YOUR INSTRUCTIONS ::
Extract every line of text from the material below verbatim, and omit the pictures.
>> START RECORD EXTRACTS
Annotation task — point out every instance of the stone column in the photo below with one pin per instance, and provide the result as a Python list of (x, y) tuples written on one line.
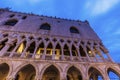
[(109, 57), (12, 53), (34, 53), (43, 55), (84, 48), (63, 76), (100, 53), (79, 53), (62, 53), (53, 53), (24, 51)]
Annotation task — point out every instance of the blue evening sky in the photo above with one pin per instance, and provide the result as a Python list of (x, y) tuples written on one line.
[(103, 16)]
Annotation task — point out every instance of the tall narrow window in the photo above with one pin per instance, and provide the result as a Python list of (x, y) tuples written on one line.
[(45, 26), (74, 30), (11, 22)]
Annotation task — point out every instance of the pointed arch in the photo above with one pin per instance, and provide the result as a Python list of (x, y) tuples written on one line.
[(66, 50), (51, 73), (113, 74), (28, 72), (31, 48), (40, 49), (94, 74), (82, 52), (4, 70), (49, 49), (74, 51), (57, 51), (3, 43), (21, 47)]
>> END RECORD EXTRACTS
ANSWER TO THIS PROBLEM ::
Annotation task — point out every instance of the stone column in the photo below with one pin per instance, and provide the result as a Python list of (x, y) tuples written on one line.
[(109, 57), (12, 53), (34, 53), (43, 55), (84, 48), (63, 76), (100, 53), (79, 53), (62, 53), (53, 53), (24, 51)]
Annotation task — point out every instance of the blue evening sky in the photo above with one pin per instance, and provide the result as a Python list of (x, y) tuples written on one line.
[(103, 16)]
Annotation task — point out every instance of the tall narrow window in the photo above with one pin per instance, and provide the result as a Python list of (x, y) tuples written on one line.
[(45, 26), (74, 30), (11, 22)]
Annotation task — point out every instance of the pointed arch in the photo above with one pin per instance, and provide the result as a Python list of (x, y) tuples written on one line.
[(66, 50), (51, 73), (113, 74), (28, 72), (31, 48), (40, 49), (94, 74), (82, 52), (4, 70), (49, 49), (74, 51), (57, 51), (3, 43), (21, 47)]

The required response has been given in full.